● **問題と課題**
**1)** 高尿酸血症と高血圧についての文章によると、高尿酸血症はどのような場合に診断されますか。
**2)** 高尿酸血症と高血圧についての文章を、最後の文の後から書き継いでください。

● **抜粋本文**
高尿酸血症は高血圧の新規発症の危険因子であることは、種々の研究で示されています。また高尿酸血症が高血圧に高頻度で合併することは周知されています。事実、健診で未治療の高血圧の男性では約17%が高尿酸血症を合併していると報告されており、高血圧を診療する外来では男性で約48%、女性で約9%の頻度で高尿酸血症を合併していたとの報告があります。
高血圧に高尿酸血症が合併しやすい病態として、メタボリックシンドロームに代表される代謝の異常があげられます。メタボによる肥満やインスリン抵抗性の存在は、体内での尿酸の産生の亢進および腎尿細管での尿酸排泄低下により、高尿酸血症をもたらします。
この場合、腎尿細管ではナトリウムの吸収の亢進がおこなわれ、それにより体液等の増加と交感神経(自律神経の中の)の活動亢進をもたらし、血圧上昇の要因となるのです。また高血圧に伴う腎機能の低下や利尿薬の服用も、体外への尿酸排泄低下を伴った高尿酸血症の原因となります。したがって高尿酸血症を是正することは必要ですし、また尿酸低下により有意な降圧が得られることは種々の研究で示されています。
高尿酸血症は、血清尿酸値が7mg/dLを超える場合に診断されます。そしてその場合、生活習慣の修正による血清尿酸値の低下が推奨されます。具体的には、摂取エネルギーの適正化による肥満の是正、プリン体・果糖の摂取制限、飲酒制限、習慣的な有酸素運動の施行などです。なかでも多く認められる肥満の是正と飲酒の制限は重点的におこなわれるべきです。またプリン体を多く含む食品の過剰摂取により尿のPHが低下し、尿酸の尿の溶解度が上がるため、野菜などのアルカリ性の食品の摂取は大切です。さらに尿酸の尿中の飽和度を減少させるために、尿量を2000mL/日以上を目標とする十分な水分の摂取は推奨されます。これらの生活習慣の修正をおこない、かつ血清尿酸値が8mg/dL以上の高血圧の人は、尿酸降下薬の服用の開始が考慮されます。管理目標値は6.0mg/dL以下です。

コレクションの項目

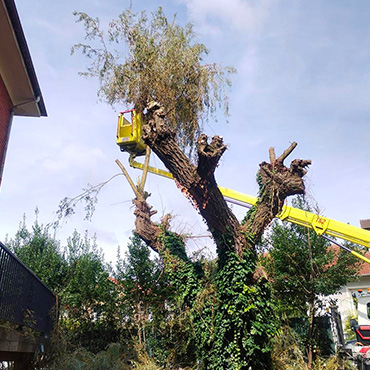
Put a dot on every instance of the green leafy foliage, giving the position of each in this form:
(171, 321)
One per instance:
(38, 250)
(156, 60)
(304, 269)
(78, 276)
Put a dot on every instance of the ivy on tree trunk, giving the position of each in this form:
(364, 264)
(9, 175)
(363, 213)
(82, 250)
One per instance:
(236, 320)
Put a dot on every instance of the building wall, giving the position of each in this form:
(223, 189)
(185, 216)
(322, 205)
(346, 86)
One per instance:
(344, 298)
(5, 108)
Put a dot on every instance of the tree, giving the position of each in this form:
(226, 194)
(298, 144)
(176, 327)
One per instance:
(41, 252)
(304, 269)
(89, 298)
(233, 319)
(78, 276)
(162, 63)
(138, 277)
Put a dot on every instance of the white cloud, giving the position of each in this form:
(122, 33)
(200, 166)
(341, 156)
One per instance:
(73, 156)
(241, 14)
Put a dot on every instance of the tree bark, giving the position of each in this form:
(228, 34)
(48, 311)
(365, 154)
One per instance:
(198, 184)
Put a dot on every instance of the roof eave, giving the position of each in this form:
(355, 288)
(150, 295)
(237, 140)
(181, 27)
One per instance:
(16, 68)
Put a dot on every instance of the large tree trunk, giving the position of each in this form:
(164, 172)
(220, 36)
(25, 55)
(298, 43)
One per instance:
(240, 314)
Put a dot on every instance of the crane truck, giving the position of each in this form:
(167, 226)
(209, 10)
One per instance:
(129, 140)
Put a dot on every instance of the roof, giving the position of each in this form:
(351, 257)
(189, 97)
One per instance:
(364, 267)
(16, 67)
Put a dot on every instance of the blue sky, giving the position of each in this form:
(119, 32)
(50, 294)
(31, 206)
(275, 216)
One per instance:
(303, 75)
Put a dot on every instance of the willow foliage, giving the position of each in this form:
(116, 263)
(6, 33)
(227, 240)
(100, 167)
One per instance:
(159, 60)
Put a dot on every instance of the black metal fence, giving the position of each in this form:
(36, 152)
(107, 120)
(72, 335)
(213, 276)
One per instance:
(24, 298)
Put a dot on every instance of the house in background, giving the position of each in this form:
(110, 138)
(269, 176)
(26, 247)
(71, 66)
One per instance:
(345, 300)
(20, 93)
(20, 289)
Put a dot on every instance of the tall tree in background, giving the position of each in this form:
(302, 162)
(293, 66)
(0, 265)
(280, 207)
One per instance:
(138, 277)
(232, 314)
(78, 276)
(304, 269)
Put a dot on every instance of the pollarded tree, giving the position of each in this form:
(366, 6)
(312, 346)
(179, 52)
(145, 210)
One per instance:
(232, 312)
(162, 63)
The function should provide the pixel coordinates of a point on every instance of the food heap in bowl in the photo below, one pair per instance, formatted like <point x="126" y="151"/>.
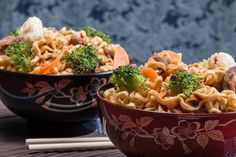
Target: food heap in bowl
<point x="175" y="109"/>
<point x="55" y="73"/>
<point x="166" y="84"/>
<point x="36" y="49"/>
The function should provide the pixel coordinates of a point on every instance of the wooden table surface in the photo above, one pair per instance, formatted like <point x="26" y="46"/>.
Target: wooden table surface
<point x="14" y="130"/>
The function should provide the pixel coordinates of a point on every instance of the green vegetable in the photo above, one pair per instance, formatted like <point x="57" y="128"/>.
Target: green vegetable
<point x="92" y="32"/>
<point x="83" y="60"/>
<point x="20" y="54"/>
<point x="15" y="32"/>
<point x="128" y="77"/>
<point x="184" y="82"/>
<point x="204" y="63"/>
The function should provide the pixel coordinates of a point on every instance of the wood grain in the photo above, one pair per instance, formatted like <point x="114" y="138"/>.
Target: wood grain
<point x="14" y="130"/>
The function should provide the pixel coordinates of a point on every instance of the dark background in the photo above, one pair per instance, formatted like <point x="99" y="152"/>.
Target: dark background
<point x="197" y="28"/>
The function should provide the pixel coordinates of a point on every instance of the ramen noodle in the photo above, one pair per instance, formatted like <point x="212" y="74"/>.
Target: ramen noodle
<point x="211" y="95"/>
<point x="50" y="46"/>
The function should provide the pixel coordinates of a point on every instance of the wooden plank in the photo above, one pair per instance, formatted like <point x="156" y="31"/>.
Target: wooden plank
<point x="13" y="132"/>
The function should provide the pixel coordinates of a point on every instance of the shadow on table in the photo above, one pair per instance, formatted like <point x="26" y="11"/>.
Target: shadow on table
<point x="13" y="128"/>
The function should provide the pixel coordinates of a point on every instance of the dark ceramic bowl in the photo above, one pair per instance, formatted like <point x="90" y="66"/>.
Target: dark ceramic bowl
<point x="51" y="98"/>
<point x="142" y="133"/>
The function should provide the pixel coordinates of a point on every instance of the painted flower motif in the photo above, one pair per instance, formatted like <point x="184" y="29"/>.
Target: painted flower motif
<point x="78" y="94"/>
<point x="186" y="130"/>
<point x="163" y="137"/>
<point x="94" y="84"/>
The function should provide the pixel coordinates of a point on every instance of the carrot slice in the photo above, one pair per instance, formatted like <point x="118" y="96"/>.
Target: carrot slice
<point x="165" y="53"/>
<point x="120" y="57"/>
<point x="149" y="73"/>
<point x="47" y="68"/>
<point x="172" y="55"/>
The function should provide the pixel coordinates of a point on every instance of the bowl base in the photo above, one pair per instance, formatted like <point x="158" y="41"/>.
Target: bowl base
<point x="43" y="129"/>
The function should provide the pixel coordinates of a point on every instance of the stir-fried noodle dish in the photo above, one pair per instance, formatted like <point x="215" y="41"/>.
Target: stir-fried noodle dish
<point x="33" y="48"/>
<point x="166" y="84"/>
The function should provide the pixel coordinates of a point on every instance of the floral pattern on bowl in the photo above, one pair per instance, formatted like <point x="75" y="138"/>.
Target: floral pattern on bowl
<point x="141" y="133"/>
<point x="50" y="95"/>
<point x="166" y="137"/>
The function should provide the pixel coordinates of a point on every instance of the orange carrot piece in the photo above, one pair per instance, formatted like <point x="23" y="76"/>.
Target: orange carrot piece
<point x="171" y="54"/>
<point x="149" y="73"/>
<point x="120" y="57"/>
<point x="47" y="68"/>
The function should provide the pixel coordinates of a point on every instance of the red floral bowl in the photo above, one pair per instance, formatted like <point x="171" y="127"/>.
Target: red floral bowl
<point x="146" y="133"/>
<point x="52" y="98"/>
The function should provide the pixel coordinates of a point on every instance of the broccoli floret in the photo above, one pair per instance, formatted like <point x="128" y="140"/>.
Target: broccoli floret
<point x="204" y="63"/>
<point x="21" y="55"/>
<point x="127" y="77"/>
<point x="15" y="32"/>
<point x="184" y="82"/>
<point x="92" y="32"/>
<point x="83" y="60"/>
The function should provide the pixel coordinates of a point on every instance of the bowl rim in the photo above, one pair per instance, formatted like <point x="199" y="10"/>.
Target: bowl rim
<point x="57" y="75"/>
<point x="156" y="112"/>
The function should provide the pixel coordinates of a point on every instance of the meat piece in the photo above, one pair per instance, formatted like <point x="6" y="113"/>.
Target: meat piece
<point x="221" y="59"/>
<point x="31" y="30"/>
<point x="230" y="79"/>
<point x="75" y="39"/>
<point x="7" y="41"/>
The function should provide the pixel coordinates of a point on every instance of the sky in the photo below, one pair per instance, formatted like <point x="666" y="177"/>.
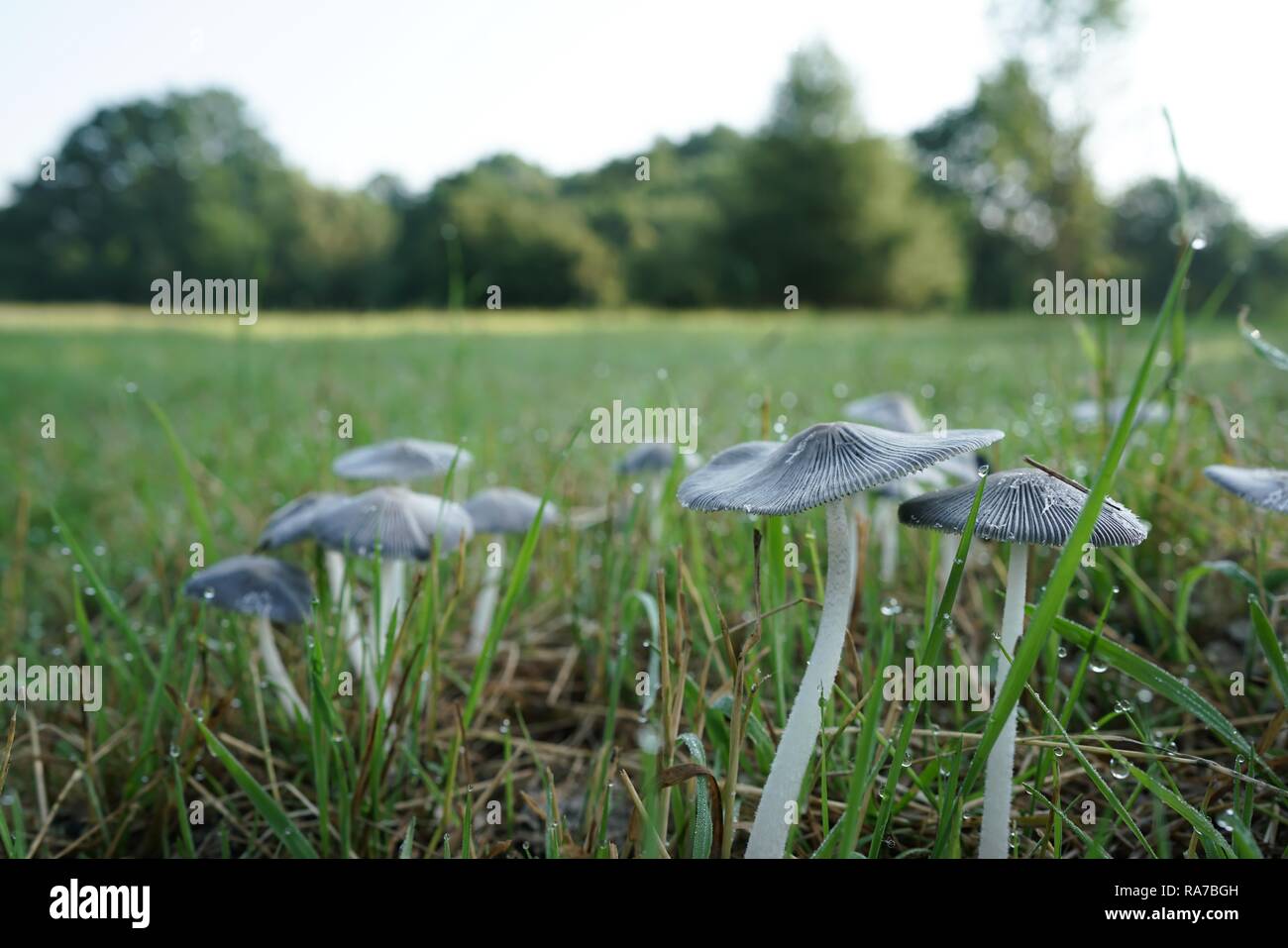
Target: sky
<point x="425" y="89"/>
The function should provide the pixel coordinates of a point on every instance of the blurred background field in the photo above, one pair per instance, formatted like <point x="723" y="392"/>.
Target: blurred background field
<point x="657" y="265"/>
<point x="257" y="415"/>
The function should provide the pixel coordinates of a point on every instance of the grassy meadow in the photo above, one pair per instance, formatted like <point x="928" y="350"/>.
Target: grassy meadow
<point x="174" y="430"/>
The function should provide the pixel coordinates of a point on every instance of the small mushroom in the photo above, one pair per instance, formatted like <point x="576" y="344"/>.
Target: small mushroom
<point x="822" y="466"/>
<point x="498" y="510"/>
<point x="1262" y="487"/>
<point x="297" y="520"/>
<point x="653" y="463"/>
<point x="1021" y="507"/>
<point x="400" y="460"/>
<point x="402" y="526"/>
<point x="269" y="590"/>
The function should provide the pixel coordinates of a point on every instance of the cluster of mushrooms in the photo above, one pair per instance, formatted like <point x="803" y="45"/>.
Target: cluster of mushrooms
<point x="884" y="451"/>
<point x="390" y="523"/>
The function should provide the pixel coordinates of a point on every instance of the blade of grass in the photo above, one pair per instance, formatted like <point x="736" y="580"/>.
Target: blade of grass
<point x="189" y="487"/>
<point x="274" y="815"/>
<point x="1067" y="565"/>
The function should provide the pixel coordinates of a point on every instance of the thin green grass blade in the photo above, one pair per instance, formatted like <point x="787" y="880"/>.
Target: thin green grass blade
<point x="1094" y="776"/>
<point x="1201" y="823"/>
<point x="1067" y="565"/>
<point x="702" y="831"/>
<point x="1094" y="849"/>
<point x="196" y="509"/>
<point x="1163" y="685"/>
<point x="518" y="579"/>
<point x="274" y="815"/>
<point x="404" y="849"/>
<point x="928" y="656"/>
<point x="1240" y="835"/>
<point x="104" y="596"/>
<point x="1269" y="643"/>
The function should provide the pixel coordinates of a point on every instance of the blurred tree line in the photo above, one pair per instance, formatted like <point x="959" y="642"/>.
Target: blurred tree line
<point x="967" y="214"/>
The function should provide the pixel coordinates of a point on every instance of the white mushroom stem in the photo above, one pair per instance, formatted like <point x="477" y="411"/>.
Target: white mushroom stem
<point x="655" y="507"/>
<point x="484" y="607"/>
<point x="947" y="557"/>
<point x="357" y="642"/>
<point x="393" y="579"/>
<point x="351" y="633"/>
<point x="275" y="670"/>
<point x="774" y="813"/>
<point x="996" y="831"/>
<point x="885" y="523"/>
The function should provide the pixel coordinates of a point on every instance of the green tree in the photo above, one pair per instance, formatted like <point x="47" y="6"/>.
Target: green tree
<point x="832" y="211"/>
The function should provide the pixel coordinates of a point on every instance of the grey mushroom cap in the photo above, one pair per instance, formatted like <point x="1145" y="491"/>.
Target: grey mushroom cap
<point x="256" y="586"/>
<point x="400" y="522"/>
<point x="295" y="520"/>
<point x="941" y="475"/>
<point x="818" y="466"/>
<point x="506" y="510"/>
<point x="1022" y="506"/>
<point x="1089" y="411"/>
<point x="889" y="410"/>
<point x="1262" y="487"/>
<point x="400" y="459"/>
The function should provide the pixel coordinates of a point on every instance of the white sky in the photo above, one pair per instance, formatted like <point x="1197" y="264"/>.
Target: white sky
<point x="421" y="89"/>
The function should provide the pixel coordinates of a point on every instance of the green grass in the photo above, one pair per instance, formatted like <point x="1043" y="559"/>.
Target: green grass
<point x="172" y="432"/>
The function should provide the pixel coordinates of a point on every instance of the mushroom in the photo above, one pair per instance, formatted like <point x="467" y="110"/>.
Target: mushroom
<point x="1022" y="507"/>
<point x="1262" y="487"/>
<point x="896" y="411"/>
<point x="819" y="467"/>
<point x="297" y="520"/>
<point x="269" y="590"/>
<point x="400" y="524"/>
<point x="400" y="460"/>
<point x="498" y="510"/>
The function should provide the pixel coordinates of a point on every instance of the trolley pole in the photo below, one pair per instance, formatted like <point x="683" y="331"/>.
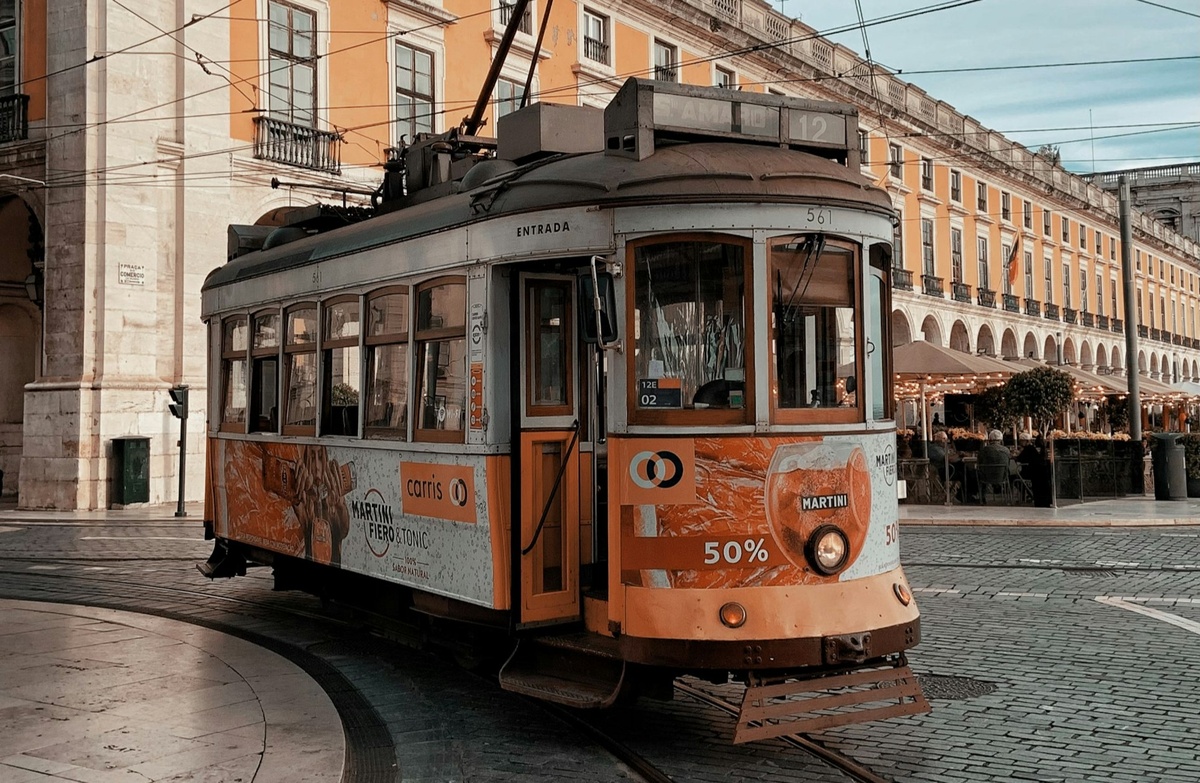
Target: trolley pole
<point x="179" y="410"/>
<point x="1131" y="310"/>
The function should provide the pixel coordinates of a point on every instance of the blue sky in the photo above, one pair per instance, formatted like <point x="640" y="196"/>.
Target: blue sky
<point x="1098" y="101"/>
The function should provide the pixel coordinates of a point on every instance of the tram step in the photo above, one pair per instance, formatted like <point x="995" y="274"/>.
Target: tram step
<point x="563" y="675"/>
<point x="772" y="709"/>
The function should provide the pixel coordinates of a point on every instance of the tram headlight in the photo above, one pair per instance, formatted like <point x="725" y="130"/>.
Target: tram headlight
<point x="828" y="549"/>
<point x="733" y="615"/>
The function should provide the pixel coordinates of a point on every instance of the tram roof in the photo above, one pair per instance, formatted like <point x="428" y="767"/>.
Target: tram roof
<point x="687" y="173"/>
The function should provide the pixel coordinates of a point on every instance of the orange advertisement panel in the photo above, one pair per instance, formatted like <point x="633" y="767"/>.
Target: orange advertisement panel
<point x="657" y="471"/>
<point x="756" y="502"/>
<point x="442" y="491"/>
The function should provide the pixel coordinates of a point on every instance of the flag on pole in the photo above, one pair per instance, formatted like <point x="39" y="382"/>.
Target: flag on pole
<point x="1013" y="268"/>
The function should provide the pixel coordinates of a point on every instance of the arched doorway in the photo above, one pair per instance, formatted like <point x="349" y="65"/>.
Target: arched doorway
<point x="959" y="338"/>
<point x="1008" y="345"/>
<point x="931" y="330"/>
<point x="21" y="293"/>
<point x="1030" y="348"/>
<point x="901" y="332"/>
<point x="985" y="342"/>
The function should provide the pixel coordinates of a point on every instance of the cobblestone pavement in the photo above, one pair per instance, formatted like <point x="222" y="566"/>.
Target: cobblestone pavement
<point x="1031" y="677"/>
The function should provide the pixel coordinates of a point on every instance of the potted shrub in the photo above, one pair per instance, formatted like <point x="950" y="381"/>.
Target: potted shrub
<point x="1192" y="460"/>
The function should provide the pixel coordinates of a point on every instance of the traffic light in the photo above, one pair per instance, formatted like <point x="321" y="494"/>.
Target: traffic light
<point x="179" y="401"/>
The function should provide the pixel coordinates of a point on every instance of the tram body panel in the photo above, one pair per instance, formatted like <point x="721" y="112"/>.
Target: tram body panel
<point x="427" y="521"/>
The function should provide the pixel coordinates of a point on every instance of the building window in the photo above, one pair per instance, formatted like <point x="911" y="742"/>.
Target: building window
<point x="508" y="96"/>
<point x="666" y="63"/>
<point x="264" y="378"/>
<point x="1029" y="275"/>
<point x="957" y="253"/>
<point x="699" y="287"/>
<point x="927" y="246"/>
<point x="526" y="18"/>
<point x="595" y="36"/>
<point x="292" y="36"/>
<point x="234" y="336"/>
<point x="387" y="340"/>
<point x="441" y="351"/>
<point x="982" y="255"/>
<point x="414" y="93"/>
<point x="10" y="47"/>
<point x="341" y="368"/>
<point x="300" y="371"/>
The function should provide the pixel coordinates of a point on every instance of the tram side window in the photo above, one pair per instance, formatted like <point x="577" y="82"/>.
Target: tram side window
<point x="689" y="327"/>
<point x="300" y="368"/>
<point x="341" y="364"/>
<point x="233" y="374"/>
<point x="387" y="393"/>
<point x="814" y="329"/>
<point x="441" y="352"/>
<point x="264" y="374"/>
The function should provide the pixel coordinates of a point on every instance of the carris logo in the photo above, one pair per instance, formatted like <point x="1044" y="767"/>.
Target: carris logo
<point x="661" y="470"/>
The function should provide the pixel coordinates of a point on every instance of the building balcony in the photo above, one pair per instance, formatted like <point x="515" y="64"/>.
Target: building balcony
<point x="13" y="118"/>
<point x="595" y="51"/>
<point x="931" y="286"/>
<point x="297" y="145"/>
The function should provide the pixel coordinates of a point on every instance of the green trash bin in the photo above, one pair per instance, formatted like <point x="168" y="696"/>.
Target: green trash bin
<point x="131" y="454"/>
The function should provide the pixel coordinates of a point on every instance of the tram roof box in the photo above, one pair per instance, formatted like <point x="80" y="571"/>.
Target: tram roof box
<point x="549" y="129"/>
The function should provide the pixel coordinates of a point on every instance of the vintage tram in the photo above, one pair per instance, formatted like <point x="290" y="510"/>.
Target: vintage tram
<point x="613" y="386"/>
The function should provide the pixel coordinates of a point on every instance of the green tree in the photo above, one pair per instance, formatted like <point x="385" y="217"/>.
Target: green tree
<point x="1042" y="394"/>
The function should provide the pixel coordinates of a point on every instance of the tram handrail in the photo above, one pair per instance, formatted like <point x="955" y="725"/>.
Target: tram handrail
<point x="553" y="491"/>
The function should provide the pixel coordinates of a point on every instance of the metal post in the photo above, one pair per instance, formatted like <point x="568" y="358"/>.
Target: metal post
<point x="1138" y="478"/>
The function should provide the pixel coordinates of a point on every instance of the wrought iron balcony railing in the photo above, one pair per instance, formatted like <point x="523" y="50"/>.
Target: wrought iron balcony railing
<point x="595" y="51"/>
<point x="297" y="145"/>
<point x="13" y="118"/>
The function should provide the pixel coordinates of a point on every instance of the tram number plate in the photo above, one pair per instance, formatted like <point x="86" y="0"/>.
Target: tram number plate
<point x="659" y="393"/>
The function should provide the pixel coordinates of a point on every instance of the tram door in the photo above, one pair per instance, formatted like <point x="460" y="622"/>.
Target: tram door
<point x="551" y="476"/>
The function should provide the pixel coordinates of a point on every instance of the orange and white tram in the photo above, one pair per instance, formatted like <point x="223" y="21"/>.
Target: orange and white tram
<point x="617" y="388"/>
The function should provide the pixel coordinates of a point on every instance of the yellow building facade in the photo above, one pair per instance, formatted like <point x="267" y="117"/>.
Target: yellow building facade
<point x="130" y="137"/>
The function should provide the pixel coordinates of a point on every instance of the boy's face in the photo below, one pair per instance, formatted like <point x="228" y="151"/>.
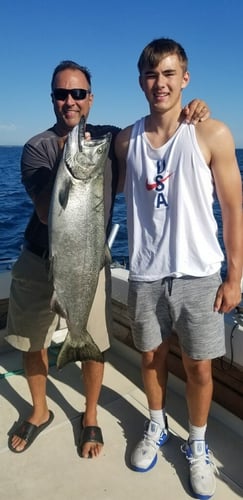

● **課題別の結果**
**1)** 血清尿酸値が7mg/dLを超える場合です。

**2)**
腎機能障害のある人では、尿酸降下薬の服用により腎機能低下が抑制されることが示されています。高血圧を合併した高尿酸血症の人は、多くの場合体外への尿酸の排泄低下が多いため、尿酸降下薬としては尿酸排泄を促進する薬を服用していただくことが有用です。ただし、上記のように尿のアルカリ化が必要なため、食事以外にアルカリ化をはかる薬を服用していただく場合もあります。 高尿酸血症を合併した高血圧の人の降圧薬は、尿酸代謝に配慮した降圧薬が選択される必要があります。降圧薬には血液中の尿酸を上昇、あるいは上昇させる可能性のある薬が存在するからです(よい降圧薬の中にも)。このことは降圧を担当する医師は充分に理解しているはずです。
以上、高尿酸血症合併高血圧について説明しました。ご質問の方、質問のとおりです。尿酸を適正に管理してください。